THE PROBLEM:
Reproduce every one of the following lines verbatim, leaving out the picture.

LISTED ENTRIES:
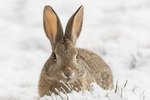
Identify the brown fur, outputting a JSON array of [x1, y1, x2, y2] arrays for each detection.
[[38, 6, 113, 97]]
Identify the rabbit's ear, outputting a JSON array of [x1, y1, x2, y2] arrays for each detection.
[[65, 6, 83, 44], [43, 5, 63, 45]]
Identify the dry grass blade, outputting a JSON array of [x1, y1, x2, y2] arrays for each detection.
[[115, 80, 118, 93]]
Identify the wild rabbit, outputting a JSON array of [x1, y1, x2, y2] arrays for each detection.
[[38, 5, 113, 97]]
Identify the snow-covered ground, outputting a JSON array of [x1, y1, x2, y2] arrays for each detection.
[[0, 0, 150, 100]]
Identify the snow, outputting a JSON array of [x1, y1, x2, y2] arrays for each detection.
[[0, 0, 150, 100]]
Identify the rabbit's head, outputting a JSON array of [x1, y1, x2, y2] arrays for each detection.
[[43, 6, 85, 83]]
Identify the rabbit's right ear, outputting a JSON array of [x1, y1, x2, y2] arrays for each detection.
[[65, 6, 83, 44], [43, 5, 63, 46]]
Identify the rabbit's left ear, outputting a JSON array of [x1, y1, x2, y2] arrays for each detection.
[[65, 6, 83, 44]]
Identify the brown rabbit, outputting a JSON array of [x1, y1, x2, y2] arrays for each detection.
[[38, 5, 113, 97]]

CORRECT RESPONSE:
Identify the brown fur, outputting a JSON array of [x1, y1, x2, y2] arrays for each detection.
[[38, 6, 113, 97]]
Identify the rabbit's ear, outputting a JSON array of [x1, y1, x2, y2] arrays for each detection.
[[65, 6, 83, 44], [43, 5, 63, 45]]
Identify the dry grass blade, outputting a JSON array of [x1, y1, x2, y2] arrays for each detection.
[[115, 80, 118, 93]]
Identify the wild rabbit, outputting a JSON array of [x1, y1, x2, y2] arrays for each detection.
[[38, 5, 113, 97]]
Identify the snow-covered ground, outputting a JSON array of [x1, y1, x2, y2] arrays for each detection.
[[0, 0, 150, 100]]
Identify the snow, outputting a JSON array of [x1, y1, x2, y2] arrays for each detection.
[[0, 0, 150, 100]]
Identify the rabbit's head, outputting a JSON array of [x1, y1, x2, y2] arrays for each detection.
[[43, 6, 85, 83]]
Identify the rabbit's right ear, outputting a JSON array of [x1, y1, x2, y2] arrays for each detection.
[[65, 6, 83, 44], [43, 5, 63, 46]]
Identify the rabbit's left ear, outputting a JSON array of [x1, y1, x2, y2] arrays for each detection.
[[65, 6, 83, 44]]
Identify the brown rabbit, outputting a JSON array of [x1, y1, x2, y2] arrays for each detection.
[[38, 5, 113, 97]]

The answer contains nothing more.